[Dataset entries]
☆ ☆ ☆
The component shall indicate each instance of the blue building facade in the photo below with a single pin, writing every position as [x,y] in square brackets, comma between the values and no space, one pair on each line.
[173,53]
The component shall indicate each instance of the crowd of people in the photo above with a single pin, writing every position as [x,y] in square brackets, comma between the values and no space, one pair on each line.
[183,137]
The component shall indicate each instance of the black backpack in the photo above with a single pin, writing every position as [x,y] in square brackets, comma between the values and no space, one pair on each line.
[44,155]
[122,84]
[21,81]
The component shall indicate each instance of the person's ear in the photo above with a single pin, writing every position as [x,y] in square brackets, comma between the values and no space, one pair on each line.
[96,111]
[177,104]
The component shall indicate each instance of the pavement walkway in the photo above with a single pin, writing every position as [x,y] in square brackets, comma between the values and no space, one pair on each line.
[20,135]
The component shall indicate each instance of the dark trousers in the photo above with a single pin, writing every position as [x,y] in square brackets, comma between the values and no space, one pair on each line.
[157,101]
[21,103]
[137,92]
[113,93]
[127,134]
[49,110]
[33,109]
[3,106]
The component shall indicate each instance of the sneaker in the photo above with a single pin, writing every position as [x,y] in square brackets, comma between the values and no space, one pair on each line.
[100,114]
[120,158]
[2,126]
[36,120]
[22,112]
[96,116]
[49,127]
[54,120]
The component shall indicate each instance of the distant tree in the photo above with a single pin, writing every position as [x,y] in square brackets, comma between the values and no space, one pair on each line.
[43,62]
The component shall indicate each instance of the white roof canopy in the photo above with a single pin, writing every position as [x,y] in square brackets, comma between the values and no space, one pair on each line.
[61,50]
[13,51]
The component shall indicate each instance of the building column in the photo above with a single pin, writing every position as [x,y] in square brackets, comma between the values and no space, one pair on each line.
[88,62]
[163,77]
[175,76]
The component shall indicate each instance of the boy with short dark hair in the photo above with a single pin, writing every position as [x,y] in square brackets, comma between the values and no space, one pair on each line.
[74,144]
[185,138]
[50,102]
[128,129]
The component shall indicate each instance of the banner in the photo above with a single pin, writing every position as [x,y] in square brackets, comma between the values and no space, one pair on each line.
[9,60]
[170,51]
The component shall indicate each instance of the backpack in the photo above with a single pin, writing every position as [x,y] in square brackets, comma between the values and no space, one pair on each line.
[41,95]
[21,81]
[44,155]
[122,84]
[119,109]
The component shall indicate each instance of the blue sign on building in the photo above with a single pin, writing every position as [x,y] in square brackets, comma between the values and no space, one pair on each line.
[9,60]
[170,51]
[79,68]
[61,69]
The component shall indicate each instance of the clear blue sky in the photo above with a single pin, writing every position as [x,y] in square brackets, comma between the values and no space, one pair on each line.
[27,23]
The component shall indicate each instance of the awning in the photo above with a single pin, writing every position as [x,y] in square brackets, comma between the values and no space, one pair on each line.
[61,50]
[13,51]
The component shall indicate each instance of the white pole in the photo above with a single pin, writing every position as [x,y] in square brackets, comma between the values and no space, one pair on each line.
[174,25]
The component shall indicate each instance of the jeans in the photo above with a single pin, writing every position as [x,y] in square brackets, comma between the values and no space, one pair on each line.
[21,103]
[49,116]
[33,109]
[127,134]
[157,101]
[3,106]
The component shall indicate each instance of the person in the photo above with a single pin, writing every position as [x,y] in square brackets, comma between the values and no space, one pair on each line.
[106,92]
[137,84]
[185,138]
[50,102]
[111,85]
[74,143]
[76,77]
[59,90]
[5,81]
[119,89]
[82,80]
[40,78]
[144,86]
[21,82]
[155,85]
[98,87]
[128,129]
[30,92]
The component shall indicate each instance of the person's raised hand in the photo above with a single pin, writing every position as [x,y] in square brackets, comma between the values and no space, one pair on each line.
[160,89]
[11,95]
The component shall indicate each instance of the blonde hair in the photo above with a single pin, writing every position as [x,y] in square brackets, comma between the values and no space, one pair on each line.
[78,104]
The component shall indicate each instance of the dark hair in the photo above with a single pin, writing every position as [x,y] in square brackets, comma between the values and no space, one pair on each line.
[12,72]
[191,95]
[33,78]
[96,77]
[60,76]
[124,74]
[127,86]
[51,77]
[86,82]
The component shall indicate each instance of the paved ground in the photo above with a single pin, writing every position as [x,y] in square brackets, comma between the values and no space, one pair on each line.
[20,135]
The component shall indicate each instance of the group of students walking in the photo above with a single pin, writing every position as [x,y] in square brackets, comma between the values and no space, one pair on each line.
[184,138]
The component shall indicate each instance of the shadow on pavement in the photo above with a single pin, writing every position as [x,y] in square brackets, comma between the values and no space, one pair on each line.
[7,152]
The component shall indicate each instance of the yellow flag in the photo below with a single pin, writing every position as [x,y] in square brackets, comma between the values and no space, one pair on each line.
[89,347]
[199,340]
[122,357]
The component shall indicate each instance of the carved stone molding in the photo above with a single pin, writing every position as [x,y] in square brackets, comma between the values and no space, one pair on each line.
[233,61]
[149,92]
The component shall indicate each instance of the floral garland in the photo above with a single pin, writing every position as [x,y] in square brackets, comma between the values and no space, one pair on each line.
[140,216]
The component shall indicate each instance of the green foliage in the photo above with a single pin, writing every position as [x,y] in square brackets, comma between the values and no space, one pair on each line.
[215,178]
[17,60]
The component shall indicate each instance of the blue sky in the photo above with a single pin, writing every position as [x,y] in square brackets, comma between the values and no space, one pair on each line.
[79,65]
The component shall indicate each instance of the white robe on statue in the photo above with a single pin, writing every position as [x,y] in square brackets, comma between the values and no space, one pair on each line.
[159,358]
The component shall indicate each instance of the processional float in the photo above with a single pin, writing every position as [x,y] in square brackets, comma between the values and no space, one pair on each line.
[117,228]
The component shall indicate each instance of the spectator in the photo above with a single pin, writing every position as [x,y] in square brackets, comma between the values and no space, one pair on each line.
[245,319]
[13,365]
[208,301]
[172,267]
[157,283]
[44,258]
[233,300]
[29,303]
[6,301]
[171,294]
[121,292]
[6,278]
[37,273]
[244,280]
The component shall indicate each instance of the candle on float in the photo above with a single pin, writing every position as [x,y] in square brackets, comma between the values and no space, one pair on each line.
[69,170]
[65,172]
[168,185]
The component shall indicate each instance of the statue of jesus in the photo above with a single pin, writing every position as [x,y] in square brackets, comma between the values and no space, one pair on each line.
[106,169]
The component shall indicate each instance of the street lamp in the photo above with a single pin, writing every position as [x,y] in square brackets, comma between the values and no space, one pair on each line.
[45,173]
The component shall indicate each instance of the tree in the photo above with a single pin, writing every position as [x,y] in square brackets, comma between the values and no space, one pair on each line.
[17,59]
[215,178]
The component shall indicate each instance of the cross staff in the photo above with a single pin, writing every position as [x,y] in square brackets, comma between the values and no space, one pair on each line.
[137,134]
☆ ☆ ☆
◆ Work to do: Arrange every line of the records above as a Markdown table, skipping blank lines. Use two columns: Row for the line's number and Line for its text.

◆ Answer to this exercise:
| Row | Line |
|---|---|
| 1 | The component shall indicate each instance of the blue building facade in the photo below with a single pin, writing every position as [x,y] in square brackets, comma between the values and no space, one pair on each line. |
| 2 | [173,53] |
| 3 | The component shall indicate each instance of the crowd of people in the photo above with a single pin, writing every position as [x,y] in square brackets, comma between the values and no space, one pair on each line. |
| 4 | [183,137] |
| 5 | The component shall indicate each instance of the black backpack in the photo above with a single pin, writing every position as [x,y] in square brackets, comma between the values and no space, one pair on each line. |
| 6 | [44,155] |
| 7 | [122,84] |
| 8 | [21,81] |
| 9 | The component shall indicate each instance of the person's ear in the photo above with a single pin, writing every position as [x,y] in square brackets, comma between the values and no space, one pair on each line. |
| 10 | [96,111] |
| 11 | [177,104] |
| 12 | The component shall indicate each instance of the pavement walkway in the photo above with a single pin, writing every position as [x,y] in square brackets, comma between the values and no space, one pair on each line. |
| 13 | [20,135] |
| 14 | The component shall indicate each instance of the dark trousers in the photo above with a single pin, writing every position as [x,y] in square brackets, comma between the values and no space, one pair on each line. |
| 15 | [157,101] |
| 16 | [21,103] |
| 17 | [137,92] |
| 18 | [113,93] |
| 19 | [127,134] |
| 20 | [49,110] |
| 21 | [33,109] |
| 22 | [3,106] |
| 23 | The component shall indicate each instance of the sneaker in the photo above with a single pin, writing every position as [x,y] in square brackets, comma between the values and no space, one pair on each line. |
| 24 | [100,114] |
| 25 | [120,158] |
| 26 | [2,126] |
| 27 | [36,120] |
| 28 | [22,112] |
| 29 | [96,116] |
| 30 | [49,127] |
| 31 | [54,120] |
| 32 | The component shall indicate each instance of the distant tree in the photo above with a single pin, writing every position as [x,y] in square brackets, comma between the values and no space, one pair on each line. |
| 33 | [43,62] |
| 34 | The component shall indicate each instance of the white roof canopy in the photo above with a single pin, writing every position as [x,y] in square brackets, comma between the values and no space, one pair on each line. |
| 35 | [61,50] |
| 36 | [13,51] |
| 37 | The component shall indicate each instance of the building column in the photo above with a single pin, writing every position as [x,y] in square brackets, comma between the values and no space, one pair on each line. |
| 38 | [88,62] |
| 39 | [163,77] |
| 40 | [175,76] |
| 41 | The component shall indicate each instance of the boy with short dark hair in the photo above with a single pin, writing every position as [x,y] in square brackets, comma between the values and no space, one pair on each line. |
| 42 | [74,144] |
| 43 | [185,138] |
| 44 | [50,102] |
| 45 | [128,129] |
| 46 | The component shall indicate each instance of the banner in the photo above with a single pin, writing every position as [x,y] in square brackets, comma between the values and no space, one pair on each line. |
| 47 | [9,60] |
| 48 | [170,51] |
| 49 | The component shall indicate each instance of the backpack in the photo above with a single pin, writing every position as [x,y] in square brackets, comma between the values and no space, one pair on each line. |
| 50 | [41,95] |
| 51 | [21,81] |
| 52 | [44,155] |
| 53 | [122,84] |
| 54 | [119,109] |
| 55 | The component shall indicate each instance of the blue sign on building in the photo above with a single pin, writing every position as [x,y] in square brackets, comma between the values and no space, one pair on each line. |
| 56 | [9,60] |
| 57 | [170,51] |
| 58 | [79,68] |
| 59 | [61,69] |
| 60 | The component shall indicate each instance of the clear blue sky in the photo above with a single pin, writing every position as [x,y] in square brackets, comma between the values and no space, one pair on each line. |
| 61 | [27,23] |
| 62 | The component shall indicate each instance of the awning in the photo above with a single pin, writing every position as [x,y] in square brackets, comma between the values and no space, one pair on each line. |
| 63 | [61,50] |
| 64 | [13,51] |
| 65 | The component shall indicate each instance of the white pole in the photo above with a single pin, writing every position as [x,y] in square brackets, comma between the values and no space, one pair on each line. |
| 66 | [174,25] |
| 67 | The component shall indicate each instance of the jeans in the photo above with a single pin, writing every position as [x,y] in square brackets, comma between the values and no space, one pair on each line. |
| 68 | [21,103] |
| 69 | [49,116] |
| 70 | [33,109] |
| 71 | [127,134] |
| 72 | [157,101] |
| 73 | [3,106] |
| 74 | The component shall indicate each instance of the person in the photo above with a single pin, writing every position as [x,y] in square brackets, comma between the values and no space, one pair on each line. |
| 75 | [106,92] |
| 76 | [137,84] |
| 77 | [185,138] |
| 78 | [50,102] |
| 79 | [111,85] |
| 80 | [74,143] |
| 81 | [76,77] |
| 82 | [59,90] |
| 83 | [5,81] |
| 84 | [119,89] |
| 85 | [82,80] |
| 86 | [40,78] |
| 87 | [144,86] |
| 88 | [21,82] |
| 89 | [155,85] |
| 90 | [98,87] |
| 91 | [128,129] |
| 92 | [30,92] |
| 93 | The component shall indicate each instance of the person's raised hand in the photo above with a single pin, writing every position as [x,y] in square brackets, comma between the values and no space, one pair on each line. |
| 94 | [160,89] |
| 95 | [11,95] |
| 96 | The component shall indicate each instance of the blonde hair in the photo above with a single pin, writing every position as [x,y] in square brackets, comma between the values and no space, one pair on each line. |
| 97 | [78,104] |
| 98 | The component shall indicate each instance of the dark hair in the photo above with a single pin, writing every position as [x,y] in square brackets, comma between the values and no space, one pair on each line. |
| 99 | [12,72] |
| 100 | [191,95] |
| 101 | [33,78] |
| 102 | [96,77] |
| 103 | [60,76] |
| 104 | [124,74] |
| 105 | [127,86] |
| 106 | [51,77] |
| 107 | [86,82] |
| 108 | The component shall indicate each instance of the paved ground in the photo above with a single pin, writing every position as [x,y] in square brackets, comma between the values and no space, one pair on each line. |
| 109 | [20,135] |
| 110 | The component shall indicate each instance of the group of students walking in the photo above with a single pin, writing every position as [x,y] in square brackets, comma between the values and no space, one pair on each line. |
| 111 | [184,138] |
| 112 | The component shall indicate each instance of the shadow on pavement in the photo above with a single pin, writing every position as [x,y] in square brackets, comma between the values and no space, one pair on each line. |
| 113 | [7,152] |
| 114 | The component shall indicate each instance of the yellow flag in the photo below with a single pin, writing every position as [x,y] in square brackets, comma between the values and no space, one pair on each line. |
| 115 | [89,347] |
| 116 | [199,340] |
| 117 | [122,357] |
| 118 | The component shall indicate each instance of the carved stone molding in the photo above with a single pin, writing every position as [x,y] in square brackets, comma between the values and no space, one pair on each line. |
| 119 | [233,61] |
| 120 | [149,92] |
| 121 | The component shall indicate each instance of the floral garland in the photo above with a single pin, writing every position as [x,y] in square brackets, comma between the values and no space, one pair on each line. |
| 122 | [140,216] |
| 123 | The component shall indicate each instance of the green foliage in the photo above with a single pin, writing every position as [x,y] in square brackets, comma between the values and no space, one pair on each line. |
| 124 | [215,178] |
| 125 | [17,60] |
| 126 | The component shall indicate each instance of the blue sky in the photo above with a single pin, writing every position as [x,y] in square brackets, comma between the values and no space, one pair on each line. |
| 127 | [79,65] |
| 128 | The component shall indicate each instance of the white robe on statue in the photo above with a single pin, writing every position as [x,y] in square brackets, comma between the values and no space, one pair on each line. |
| 129 | [159,358] |
| 130 | The component shall indicate each instance of the processional float in the photo above with a single pin, writing every position as [x,y] in square brackets, comma between the values and no space, one pair on each line. |
| 131 | [117,228] |
| 132 | The component shall indicate each instance of the spectator in the photo above with a single pin, writing every position as [x,y] in square brackets, comma between the values and no space, one pair on each line. |
| 133 | [245,319] |
| 134 | [13,365] |
| 135 | [208,301] |
| 136 | [172,267] |
| 137 | [157,283] |
| 138 | [44,258] |
| 139 | [233,300] |
| 140 | [29,303] |
| 141 | [6,301] |
| 142 | [171,294] |
| 143 | [121,292] |
| 144 | [6,278] |
| 145 | [37,273] |
| 146 | [244,280] |
| 147 | The component shall indicate each instance of the candle on float in the photo above with a single pin, writing every position as [x,y] in square brackets, comma between the values and no space, one pair on each line. |
| 148 | [69,170] |
| 149 | [65,172] |
| 150 | [168,185] |
| 151 | The component shall indicate each instance of the statue of jesus in the photo above with a single pin, writing every position as [x,y] in square brackets, comma between the values and no space, one pair on each line. |
| 152 | [106,169] |
| 153 | The component shall indicate each instance of the street lamp in the photo above with a single pin, writing every position as [x,y] in square brackets, comma between the values and no space, one pair on each line. |
| 154 | [45,173] |
| 155 | The component shall indicate each instance of the tree in the photo above with a single pin, writing every position as [x,y] in square brackets, comma between the values and no space, one pair on each line. |
| 156 | [17,59] |
| 157 | [215,178] |
| 158 | The component shall indicate each instance of the cross staff in the photo above with a single pin, writing every position as [x,y] in square brackets, comma between the values and no space, one pair on each line. |
| 159 | [137,134] |